[WHAT THE EXERCISE ASKS]
Recast the material below as a numbered list, from its first line through the line holding "point(76, 309)", both included. Skip blank lines and leave out the pictures.

[Recorded data]

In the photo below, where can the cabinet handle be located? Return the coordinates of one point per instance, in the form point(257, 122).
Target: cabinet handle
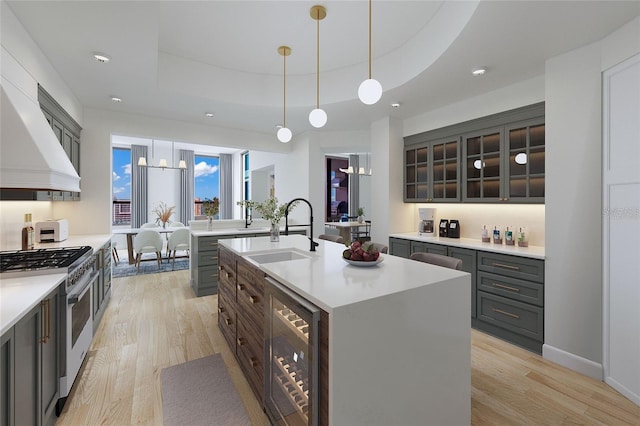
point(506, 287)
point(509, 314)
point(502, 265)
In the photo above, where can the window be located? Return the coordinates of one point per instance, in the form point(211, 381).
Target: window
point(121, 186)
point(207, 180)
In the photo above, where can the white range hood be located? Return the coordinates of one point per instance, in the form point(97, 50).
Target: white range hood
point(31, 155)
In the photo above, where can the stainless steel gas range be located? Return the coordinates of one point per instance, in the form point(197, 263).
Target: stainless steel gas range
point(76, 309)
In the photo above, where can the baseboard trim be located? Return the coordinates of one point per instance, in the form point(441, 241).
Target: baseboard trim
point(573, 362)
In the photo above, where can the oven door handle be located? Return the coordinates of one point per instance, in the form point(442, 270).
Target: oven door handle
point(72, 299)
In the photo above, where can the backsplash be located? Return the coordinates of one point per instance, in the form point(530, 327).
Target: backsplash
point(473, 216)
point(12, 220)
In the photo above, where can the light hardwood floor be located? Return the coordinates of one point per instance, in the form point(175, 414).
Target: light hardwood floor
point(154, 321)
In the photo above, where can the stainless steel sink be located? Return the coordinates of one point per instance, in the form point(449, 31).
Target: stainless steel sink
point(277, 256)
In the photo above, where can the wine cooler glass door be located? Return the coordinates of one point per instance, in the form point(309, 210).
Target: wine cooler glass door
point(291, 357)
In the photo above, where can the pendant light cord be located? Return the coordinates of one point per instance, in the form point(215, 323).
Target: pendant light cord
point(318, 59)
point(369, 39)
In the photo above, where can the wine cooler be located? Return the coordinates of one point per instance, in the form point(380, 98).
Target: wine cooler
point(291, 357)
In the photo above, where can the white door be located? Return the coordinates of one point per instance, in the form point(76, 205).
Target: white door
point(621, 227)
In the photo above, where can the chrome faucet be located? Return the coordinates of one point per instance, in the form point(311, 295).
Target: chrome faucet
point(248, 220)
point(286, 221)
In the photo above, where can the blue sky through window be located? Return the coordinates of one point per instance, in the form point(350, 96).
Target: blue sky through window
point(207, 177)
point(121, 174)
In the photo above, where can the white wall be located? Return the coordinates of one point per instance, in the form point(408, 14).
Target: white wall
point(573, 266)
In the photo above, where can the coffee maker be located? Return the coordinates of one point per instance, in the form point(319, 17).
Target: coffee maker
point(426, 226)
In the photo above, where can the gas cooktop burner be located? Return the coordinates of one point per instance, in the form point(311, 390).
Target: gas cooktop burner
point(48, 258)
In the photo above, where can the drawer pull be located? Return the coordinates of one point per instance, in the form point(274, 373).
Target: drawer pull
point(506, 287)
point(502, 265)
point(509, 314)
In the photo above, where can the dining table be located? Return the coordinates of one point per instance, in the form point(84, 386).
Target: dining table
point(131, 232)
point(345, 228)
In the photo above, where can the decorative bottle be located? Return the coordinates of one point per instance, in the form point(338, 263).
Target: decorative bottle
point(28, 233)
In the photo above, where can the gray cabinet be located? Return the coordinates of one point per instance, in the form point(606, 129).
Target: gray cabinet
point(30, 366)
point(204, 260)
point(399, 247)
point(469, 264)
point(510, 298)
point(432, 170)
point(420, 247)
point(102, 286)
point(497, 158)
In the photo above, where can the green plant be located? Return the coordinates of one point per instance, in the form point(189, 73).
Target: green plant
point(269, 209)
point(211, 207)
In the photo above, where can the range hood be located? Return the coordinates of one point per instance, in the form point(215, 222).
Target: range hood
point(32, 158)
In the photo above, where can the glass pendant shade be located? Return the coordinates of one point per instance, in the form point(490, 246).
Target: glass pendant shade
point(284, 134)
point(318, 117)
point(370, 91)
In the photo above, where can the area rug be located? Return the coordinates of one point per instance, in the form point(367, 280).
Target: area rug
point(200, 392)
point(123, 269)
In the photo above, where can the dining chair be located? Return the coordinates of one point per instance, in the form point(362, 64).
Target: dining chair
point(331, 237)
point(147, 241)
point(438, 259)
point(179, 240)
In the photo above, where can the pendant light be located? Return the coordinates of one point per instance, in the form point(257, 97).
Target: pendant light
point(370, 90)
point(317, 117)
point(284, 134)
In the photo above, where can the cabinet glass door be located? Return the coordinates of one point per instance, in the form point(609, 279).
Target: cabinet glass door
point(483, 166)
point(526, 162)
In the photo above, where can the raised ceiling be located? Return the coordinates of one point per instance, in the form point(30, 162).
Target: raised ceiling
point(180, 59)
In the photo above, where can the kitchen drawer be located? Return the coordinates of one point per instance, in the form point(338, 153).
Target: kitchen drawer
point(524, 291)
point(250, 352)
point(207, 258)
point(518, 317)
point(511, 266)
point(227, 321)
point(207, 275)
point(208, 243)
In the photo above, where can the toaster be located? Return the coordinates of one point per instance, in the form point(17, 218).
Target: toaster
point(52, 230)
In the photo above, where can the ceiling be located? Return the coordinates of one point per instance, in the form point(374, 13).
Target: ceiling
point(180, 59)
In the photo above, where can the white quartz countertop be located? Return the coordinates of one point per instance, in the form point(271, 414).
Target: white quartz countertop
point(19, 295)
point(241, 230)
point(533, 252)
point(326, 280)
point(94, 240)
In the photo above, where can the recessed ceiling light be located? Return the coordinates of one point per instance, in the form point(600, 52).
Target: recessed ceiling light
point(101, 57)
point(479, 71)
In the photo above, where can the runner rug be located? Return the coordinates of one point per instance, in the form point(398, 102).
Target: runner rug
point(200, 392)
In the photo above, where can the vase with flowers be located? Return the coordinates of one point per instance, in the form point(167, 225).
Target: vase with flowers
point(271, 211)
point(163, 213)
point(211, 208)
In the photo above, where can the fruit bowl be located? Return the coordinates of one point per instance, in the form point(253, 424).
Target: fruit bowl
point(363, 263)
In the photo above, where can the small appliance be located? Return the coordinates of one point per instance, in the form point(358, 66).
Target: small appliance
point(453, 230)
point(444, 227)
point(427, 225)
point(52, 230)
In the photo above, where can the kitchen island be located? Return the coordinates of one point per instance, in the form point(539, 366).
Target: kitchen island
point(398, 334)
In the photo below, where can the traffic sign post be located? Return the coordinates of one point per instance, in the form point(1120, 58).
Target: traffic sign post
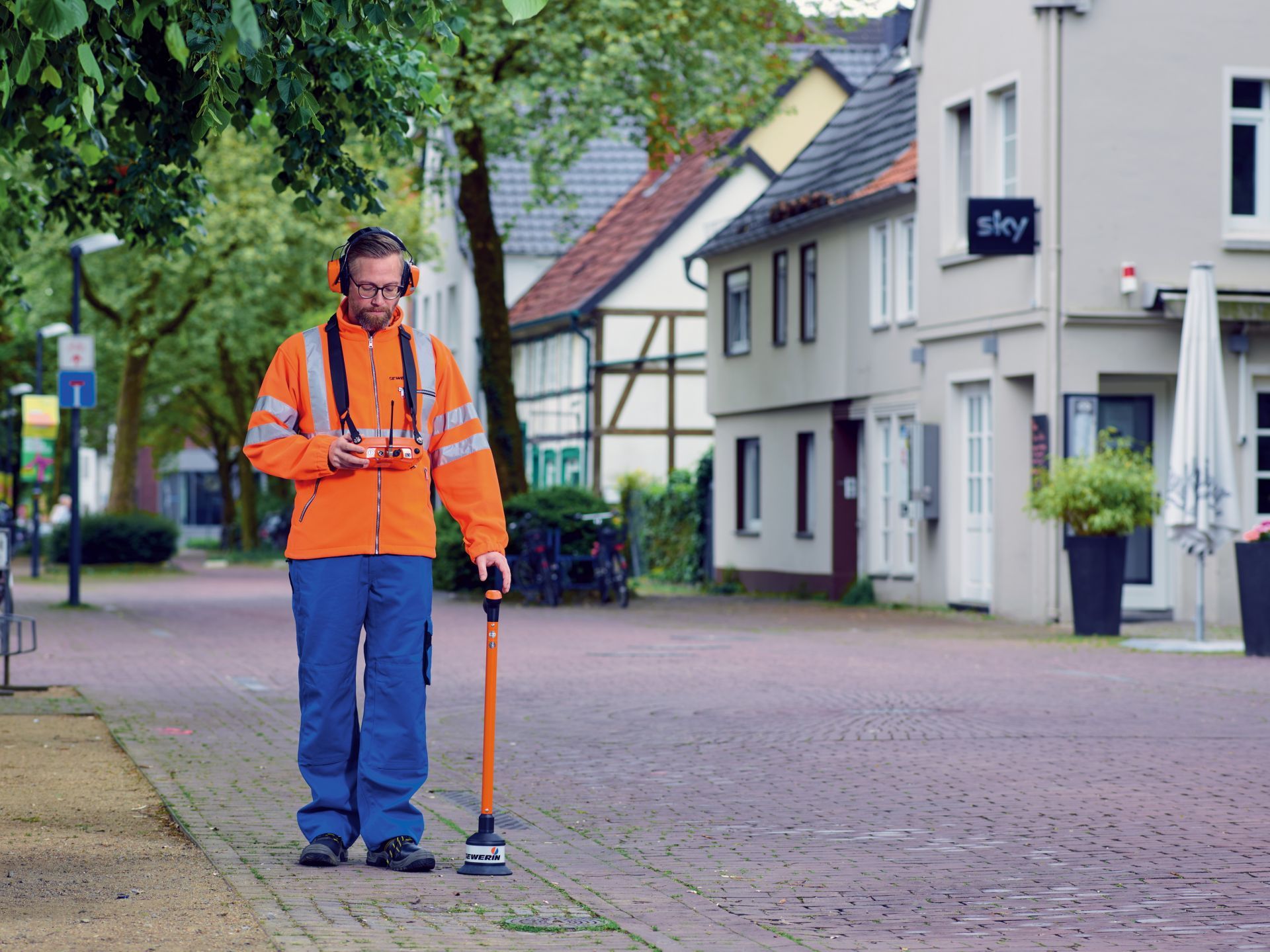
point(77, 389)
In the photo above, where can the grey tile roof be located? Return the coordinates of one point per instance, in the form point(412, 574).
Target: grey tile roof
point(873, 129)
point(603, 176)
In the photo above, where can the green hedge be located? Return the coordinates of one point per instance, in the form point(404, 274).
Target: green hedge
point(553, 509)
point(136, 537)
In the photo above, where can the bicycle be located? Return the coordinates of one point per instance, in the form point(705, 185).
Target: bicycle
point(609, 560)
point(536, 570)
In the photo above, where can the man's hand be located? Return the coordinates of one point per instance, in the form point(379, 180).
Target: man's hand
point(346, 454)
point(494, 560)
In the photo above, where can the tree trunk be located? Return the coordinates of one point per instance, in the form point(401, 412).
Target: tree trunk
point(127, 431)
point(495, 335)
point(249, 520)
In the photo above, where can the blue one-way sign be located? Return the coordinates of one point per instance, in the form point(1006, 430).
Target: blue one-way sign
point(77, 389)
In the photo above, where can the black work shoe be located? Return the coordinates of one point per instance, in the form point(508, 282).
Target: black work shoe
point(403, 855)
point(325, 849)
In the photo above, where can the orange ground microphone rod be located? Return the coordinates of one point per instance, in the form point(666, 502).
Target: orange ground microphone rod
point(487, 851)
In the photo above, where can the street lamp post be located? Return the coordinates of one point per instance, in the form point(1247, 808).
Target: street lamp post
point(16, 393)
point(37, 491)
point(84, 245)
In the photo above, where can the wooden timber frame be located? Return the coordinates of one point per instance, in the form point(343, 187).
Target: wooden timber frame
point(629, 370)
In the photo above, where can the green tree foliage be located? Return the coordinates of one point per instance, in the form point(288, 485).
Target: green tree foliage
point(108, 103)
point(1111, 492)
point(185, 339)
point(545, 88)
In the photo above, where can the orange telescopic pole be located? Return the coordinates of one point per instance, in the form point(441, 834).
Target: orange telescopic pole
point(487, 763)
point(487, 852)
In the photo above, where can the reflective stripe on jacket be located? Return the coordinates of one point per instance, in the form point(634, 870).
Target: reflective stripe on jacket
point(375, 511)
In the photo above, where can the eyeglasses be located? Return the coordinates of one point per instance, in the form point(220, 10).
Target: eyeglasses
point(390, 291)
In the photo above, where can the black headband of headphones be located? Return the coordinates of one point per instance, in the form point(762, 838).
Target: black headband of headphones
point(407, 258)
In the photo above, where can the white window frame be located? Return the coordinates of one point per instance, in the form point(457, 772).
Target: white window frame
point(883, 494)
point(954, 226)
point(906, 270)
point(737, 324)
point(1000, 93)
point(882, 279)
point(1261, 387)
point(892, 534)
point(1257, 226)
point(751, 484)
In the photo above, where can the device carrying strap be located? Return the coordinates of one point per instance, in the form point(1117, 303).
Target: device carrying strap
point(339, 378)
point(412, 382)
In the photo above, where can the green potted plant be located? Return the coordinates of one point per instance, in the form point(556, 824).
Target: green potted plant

[WRITTEN ANSWER]
1. In the photo below, where can the cabinet handle be located? Return the coordinates of one point per instance, in the form point(257, 122).
2. Target: cabinet handle
3. point(506, 287)
4. point(509, 314)
5. point(502, 265)
6. In the photo above, where can the window be located? Return the coordinates of one point per instance, in the form point(211, 381).
7. Target: window
8. point(121, 186)
9. point(207, 180)
10. In the photo above, where can the white range hood be located? Return the coordinates of one point per instance, in the form point(97, 50).
11. Target: white range hood
12. point(31, 155)
13. In the photo above, where can the stainless steel gas range be located? Return the coordinates of one point per instance, in the form point(197, 263).
14. Target: stainless steel gas range
15. point(76, 309)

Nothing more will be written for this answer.